Il musicista Nicola Manzan è noto soprattutto per il progetto Bologna Violenta; adesso, nel suo ultimo album La città del disordine racconta in musica le storie di otto persone che furono ricoverate nell’ex-manicomio San Lazzaro di Reggio Emilia.
DA psicoradio@gmail.com
3/6/2021 10:04
Isabella, ossessionata dalla scrittura e convinta di essersi sposata di nascosto con un medico; Arcangelo, venditore di cappelli
con intense crisi mistiche; Adele, tredicenne, certa di aver visto la madonna in un ginepro; Arturo, caduto in
depressione in seguito a un brutto scherzo dei suoi "amici"… Sono alcune delle tragiche vite scelte da Manzan per il disco, nato dalla collaborazione con
il Museo della Storia della Psichiatria di Reggio Emilia.
"Inizialmente la necessità era quella di fare un'audioguida per il museo", ci racconta Manzan. "L'idea di Giorgia Cantoni,
Responsabile della Comunicazione, è stata quella di ampliare il progetto e fare un disco partendo dalle cartelle cliniche che mi sarebbero state fornite e poi da questo ricavare un' audioguida".
Di solito la sua musica è molto più estrema e sperimentale; le sonorità con le quali ha composto La città del disordine sono invece più vicine a quelle dei suoi studi
classici. In accordo con la direzione del Museo della Psichiatria ha scelto infatti di esprimere soprattutto il lato umano di questi internati, rispetto alla violenza
della reclusione forzata.
Per riuscirci, ha dovuto approfondire lo studio di ciascun caso: "Ho cercato di capire la storia che c'era dietro a ogni personaggio e di raccontarla in
musica, anche attraverso dettagli che magari conosco solo io. Nella storia di Adele, per esempio, ho usato un pianoforte giocattolo per dare il senso dell'infanzia, oppure ho cercato di
sottolineare lei che corre per i prati con l'amica mentre il padre le sgrida. Quindi, da un lato c'è stato il tentativo di caratterizzare ogni persona creando un tema apposito, dall'altro la mia
intenzione era quella di creare ambienti sonori che potessero rendere giustizia alle loro storie".
Manzan ci racconta che non aveva mai avuto esperienza diretta con i temi della salute mentale; dover studiare le cartelle cliniche gli ha fornito un'idea
molto più reale dei malati e della vita nei manicomi, trasformando quella sicuramente più superficiale che aveva in precedenza.
"Certe storie vanno raccontate perché altrimenti vengono dimenticate o insabbiate, come per la vicenda della Uno Bianca; mi piace pensare che con la mia
musica possa raccontare a chi viene ai miei concerti o compra i miei dischi storie che altrimenti non avrebbe conosciuto. Avere l'opportunità di fare un disco che racconta com'erano gli ospedali
psichiatrici è stato importante: sono testimonianze che fanno riflettere e che possono cambiare anche la visione che si ha della propria vita".

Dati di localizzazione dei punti

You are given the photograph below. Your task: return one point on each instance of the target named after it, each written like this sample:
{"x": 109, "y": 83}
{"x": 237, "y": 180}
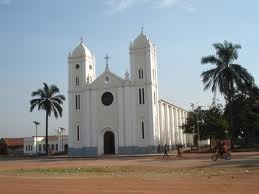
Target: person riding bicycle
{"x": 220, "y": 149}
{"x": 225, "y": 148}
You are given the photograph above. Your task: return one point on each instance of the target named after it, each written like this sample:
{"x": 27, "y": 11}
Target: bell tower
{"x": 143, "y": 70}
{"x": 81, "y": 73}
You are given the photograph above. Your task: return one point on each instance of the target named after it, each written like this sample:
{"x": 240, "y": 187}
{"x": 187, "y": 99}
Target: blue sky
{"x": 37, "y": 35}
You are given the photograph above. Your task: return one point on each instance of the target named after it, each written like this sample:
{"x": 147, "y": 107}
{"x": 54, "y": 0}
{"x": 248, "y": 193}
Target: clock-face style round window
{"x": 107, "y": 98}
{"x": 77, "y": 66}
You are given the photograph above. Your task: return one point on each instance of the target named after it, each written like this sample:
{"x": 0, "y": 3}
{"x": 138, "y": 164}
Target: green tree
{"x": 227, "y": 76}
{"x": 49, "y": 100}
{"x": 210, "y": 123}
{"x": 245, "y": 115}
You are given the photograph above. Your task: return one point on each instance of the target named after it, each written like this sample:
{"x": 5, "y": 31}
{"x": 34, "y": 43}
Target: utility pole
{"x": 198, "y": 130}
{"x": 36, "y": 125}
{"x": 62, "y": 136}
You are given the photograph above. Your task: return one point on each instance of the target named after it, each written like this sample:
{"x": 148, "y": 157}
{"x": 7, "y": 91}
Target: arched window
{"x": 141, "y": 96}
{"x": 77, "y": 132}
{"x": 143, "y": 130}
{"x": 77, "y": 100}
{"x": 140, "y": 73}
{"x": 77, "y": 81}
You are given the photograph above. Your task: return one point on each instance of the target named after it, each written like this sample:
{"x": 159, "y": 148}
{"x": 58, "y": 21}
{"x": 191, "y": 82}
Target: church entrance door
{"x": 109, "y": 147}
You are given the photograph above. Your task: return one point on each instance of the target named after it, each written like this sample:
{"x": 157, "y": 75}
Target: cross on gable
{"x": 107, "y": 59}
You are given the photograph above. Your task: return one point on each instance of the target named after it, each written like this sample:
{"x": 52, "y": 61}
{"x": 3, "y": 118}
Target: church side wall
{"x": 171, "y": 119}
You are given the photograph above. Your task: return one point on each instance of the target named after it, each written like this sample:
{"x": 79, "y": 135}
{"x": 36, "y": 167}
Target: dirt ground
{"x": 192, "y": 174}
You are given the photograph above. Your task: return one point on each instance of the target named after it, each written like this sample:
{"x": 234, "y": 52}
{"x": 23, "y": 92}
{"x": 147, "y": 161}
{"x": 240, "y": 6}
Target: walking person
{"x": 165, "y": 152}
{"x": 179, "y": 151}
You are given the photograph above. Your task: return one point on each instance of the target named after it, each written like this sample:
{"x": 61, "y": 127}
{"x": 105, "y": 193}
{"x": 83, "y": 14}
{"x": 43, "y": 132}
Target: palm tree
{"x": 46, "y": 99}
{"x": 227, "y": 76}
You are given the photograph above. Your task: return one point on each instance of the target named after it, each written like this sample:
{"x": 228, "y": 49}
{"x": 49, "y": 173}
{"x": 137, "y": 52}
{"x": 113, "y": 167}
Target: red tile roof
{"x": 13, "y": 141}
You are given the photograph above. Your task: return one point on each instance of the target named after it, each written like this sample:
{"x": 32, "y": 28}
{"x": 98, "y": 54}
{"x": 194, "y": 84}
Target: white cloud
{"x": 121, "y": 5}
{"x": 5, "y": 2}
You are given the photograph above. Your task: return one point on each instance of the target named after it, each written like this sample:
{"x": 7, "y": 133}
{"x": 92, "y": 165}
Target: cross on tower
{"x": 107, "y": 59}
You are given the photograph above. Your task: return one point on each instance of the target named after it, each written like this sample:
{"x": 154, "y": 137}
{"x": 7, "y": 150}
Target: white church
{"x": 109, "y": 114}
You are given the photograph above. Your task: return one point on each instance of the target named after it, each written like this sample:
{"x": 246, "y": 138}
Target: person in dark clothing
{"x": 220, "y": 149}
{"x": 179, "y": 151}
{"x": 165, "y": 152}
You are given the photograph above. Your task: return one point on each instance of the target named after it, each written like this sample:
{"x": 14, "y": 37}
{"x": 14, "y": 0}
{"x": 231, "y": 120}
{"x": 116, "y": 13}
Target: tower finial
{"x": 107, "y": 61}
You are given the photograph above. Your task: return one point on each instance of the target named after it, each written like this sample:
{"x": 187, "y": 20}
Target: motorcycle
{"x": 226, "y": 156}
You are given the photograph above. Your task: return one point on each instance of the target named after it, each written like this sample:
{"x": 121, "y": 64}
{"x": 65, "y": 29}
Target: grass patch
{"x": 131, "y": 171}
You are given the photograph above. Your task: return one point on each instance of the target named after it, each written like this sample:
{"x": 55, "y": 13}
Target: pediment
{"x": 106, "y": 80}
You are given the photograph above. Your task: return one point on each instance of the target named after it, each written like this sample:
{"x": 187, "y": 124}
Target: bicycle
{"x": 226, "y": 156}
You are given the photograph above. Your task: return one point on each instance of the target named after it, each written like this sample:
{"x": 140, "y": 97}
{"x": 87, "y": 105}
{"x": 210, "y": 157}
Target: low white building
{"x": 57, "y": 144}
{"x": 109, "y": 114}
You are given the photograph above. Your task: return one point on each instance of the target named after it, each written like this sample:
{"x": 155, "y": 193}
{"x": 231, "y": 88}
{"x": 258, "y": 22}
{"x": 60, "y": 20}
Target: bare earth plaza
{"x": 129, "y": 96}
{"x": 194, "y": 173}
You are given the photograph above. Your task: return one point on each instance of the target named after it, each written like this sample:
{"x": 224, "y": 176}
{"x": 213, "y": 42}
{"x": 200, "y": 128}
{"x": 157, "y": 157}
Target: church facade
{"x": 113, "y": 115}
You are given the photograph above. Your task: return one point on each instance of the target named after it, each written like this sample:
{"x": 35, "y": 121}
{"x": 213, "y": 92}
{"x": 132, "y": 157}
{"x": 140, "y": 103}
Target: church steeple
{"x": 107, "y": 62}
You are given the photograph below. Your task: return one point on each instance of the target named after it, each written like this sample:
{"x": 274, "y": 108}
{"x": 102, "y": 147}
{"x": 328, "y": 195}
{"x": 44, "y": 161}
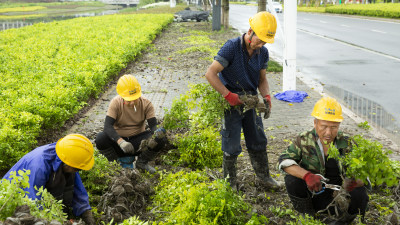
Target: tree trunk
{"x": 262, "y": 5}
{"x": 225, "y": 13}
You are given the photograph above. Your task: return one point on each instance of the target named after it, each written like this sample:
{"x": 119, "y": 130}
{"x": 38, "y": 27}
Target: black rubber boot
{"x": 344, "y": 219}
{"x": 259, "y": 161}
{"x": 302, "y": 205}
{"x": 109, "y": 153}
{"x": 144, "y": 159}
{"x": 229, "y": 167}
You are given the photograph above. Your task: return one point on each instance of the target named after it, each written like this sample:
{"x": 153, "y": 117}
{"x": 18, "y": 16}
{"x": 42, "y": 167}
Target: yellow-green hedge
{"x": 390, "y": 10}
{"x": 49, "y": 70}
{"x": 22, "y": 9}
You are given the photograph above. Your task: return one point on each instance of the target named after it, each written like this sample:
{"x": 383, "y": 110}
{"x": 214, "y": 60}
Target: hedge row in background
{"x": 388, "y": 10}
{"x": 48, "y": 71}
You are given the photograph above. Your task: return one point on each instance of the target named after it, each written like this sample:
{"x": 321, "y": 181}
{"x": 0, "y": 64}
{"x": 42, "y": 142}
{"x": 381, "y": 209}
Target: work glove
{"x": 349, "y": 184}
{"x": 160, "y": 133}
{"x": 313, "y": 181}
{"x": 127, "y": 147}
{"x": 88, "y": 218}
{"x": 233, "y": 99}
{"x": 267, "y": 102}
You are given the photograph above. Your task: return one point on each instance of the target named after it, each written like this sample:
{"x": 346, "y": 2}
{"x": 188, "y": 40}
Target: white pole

- **Consegna**: Riporta parola per parola il brano dell'articolo su Nicola Manzan che comincia con "Di solito la" e finisce con "della reclusione forzata.".

- **Compito svolto**:
Di solito la sua musica è molto più estrema e sperimentale; le sonorità con le quali ha composto La città del disordine sono invece più vicine a quelle dei suoi studi
classici. In accordo con la direzione del Museo della Psichiatria ha scelto infatti di esprimere soprattutto il lato umano di questi internati, rispetto alla violenza
della reclusione forzata.